··· Data supplied
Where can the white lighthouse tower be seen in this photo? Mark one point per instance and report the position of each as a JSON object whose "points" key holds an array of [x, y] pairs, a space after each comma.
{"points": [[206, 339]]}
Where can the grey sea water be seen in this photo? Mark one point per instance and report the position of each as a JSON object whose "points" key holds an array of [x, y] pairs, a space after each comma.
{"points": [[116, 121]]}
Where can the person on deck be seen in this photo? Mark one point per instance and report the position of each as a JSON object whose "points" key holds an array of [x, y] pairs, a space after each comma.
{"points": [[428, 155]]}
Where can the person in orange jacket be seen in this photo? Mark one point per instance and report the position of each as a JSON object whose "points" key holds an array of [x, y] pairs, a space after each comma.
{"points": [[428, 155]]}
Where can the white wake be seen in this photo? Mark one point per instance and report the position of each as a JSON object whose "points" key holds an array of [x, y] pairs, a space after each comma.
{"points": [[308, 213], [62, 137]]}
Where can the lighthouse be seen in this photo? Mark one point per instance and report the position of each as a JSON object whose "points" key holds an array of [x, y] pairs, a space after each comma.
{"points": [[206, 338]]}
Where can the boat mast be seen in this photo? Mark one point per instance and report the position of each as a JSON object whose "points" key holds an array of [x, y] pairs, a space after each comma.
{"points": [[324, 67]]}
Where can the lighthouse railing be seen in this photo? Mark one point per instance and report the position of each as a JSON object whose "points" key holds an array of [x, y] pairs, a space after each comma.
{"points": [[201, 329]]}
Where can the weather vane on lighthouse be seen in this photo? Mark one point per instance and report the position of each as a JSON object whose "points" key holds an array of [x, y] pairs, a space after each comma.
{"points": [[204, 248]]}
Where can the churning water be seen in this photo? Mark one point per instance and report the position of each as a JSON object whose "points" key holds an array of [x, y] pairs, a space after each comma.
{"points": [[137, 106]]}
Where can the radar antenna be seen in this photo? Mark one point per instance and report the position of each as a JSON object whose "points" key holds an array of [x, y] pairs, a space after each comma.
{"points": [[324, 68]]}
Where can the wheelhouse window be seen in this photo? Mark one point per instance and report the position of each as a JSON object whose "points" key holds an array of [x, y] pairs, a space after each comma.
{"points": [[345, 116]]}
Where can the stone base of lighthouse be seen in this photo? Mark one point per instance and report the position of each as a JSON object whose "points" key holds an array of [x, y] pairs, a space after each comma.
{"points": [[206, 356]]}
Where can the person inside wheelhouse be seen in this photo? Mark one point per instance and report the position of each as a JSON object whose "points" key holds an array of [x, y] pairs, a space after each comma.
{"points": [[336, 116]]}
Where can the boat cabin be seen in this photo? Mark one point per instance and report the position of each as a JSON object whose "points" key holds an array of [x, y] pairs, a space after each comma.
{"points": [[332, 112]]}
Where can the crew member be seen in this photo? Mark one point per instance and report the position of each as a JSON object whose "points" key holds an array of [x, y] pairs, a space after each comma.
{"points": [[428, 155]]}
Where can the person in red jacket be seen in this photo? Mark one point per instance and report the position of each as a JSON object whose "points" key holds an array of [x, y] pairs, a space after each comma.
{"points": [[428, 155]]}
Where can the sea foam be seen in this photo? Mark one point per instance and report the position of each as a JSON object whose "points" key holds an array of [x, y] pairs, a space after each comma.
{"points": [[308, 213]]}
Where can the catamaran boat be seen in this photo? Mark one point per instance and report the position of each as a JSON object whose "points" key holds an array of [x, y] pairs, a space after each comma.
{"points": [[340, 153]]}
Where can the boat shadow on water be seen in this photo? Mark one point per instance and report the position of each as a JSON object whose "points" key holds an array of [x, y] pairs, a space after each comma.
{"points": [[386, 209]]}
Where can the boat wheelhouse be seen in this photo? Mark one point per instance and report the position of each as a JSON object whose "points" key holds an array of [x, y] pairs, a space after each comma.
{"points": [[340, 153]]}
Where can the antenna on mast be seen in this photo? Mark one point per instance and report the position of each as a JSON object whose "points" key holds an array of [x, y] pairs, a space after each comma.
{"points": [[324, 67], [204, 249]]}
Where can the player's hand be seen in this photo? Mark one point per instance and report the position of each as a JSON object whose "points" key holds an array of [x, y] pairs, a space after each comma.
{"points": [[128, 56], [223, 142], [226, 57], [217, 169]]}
······
··· Data supplied
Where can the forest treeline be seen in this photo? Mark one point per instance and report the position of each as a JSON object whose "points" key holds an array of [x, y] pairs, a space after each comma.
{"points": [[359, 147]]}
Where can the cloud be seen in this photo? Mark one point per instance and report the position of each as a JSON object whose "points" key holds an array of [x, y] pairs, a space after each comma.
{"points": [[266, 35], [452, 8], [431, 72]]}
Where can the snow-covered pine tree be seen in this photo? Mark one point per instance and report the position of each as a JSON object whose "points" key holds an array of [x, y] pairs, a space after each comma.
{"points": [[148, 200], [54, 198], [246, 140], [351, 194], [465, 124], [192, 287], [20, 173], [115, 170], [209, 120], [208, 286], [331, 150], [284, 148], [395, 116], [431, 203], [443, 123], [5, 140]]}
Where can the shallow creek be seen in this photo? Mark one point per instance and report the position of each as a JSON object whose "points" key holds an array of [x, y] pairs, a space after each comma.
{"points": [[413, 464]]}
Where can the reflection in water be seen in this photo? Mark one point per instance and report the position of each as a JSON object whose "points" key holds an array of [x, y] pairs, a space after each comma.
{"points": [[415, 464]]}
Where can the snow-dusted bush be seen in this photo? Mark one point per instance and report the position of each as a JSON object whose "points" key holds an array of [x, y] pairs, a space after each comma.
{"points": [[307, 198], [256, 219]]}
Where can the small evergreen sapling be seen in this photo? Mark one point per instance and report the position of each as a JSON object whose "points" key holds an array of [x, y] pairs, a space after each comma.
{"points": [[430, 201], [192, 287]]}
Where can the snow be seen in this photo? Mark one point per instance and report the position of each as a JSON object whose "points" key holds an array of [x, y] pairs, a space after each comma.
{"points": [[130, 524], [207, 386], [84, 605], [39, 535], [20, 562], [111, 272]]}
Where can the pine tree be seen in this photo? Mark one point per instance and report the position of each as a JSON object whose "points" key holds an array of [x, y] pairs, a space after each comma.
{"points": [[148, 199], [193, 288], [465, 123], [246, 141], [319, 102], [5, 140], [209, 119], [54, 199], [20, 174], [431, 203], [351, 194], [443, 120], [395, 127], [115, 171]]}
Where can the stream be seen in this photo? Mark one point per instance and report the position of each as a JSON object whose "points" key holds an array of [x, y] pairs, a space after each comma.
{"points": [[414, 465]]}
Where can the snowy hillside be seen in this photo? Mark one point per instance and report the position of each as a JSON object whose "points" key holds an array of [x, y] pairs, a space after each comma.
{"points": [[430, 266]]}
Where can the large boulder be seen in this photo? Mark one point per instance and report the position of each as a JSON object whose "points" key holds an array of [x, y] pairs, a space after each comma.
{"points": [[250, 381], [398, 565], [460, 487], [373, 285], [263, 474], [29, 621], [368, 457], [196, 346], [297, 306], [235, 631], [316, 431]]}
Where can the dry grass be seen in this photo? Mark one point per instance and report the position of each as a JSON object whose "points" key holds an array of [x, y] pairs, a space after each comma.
······
List each line above that contains the word "mast", copying every such line in full.

Where can the boat mast be seen in this photo? Mark one point per instance and report the position of each as a JSON object whose "points" key holds an array of [x, y] pairs, a space after each comma.
Where can the antenna on mast be seen in this photo? Mark one point per instance and report the position of each as a JSON object whose "points" key holds an array of [x, y] pairs, a space after each comma.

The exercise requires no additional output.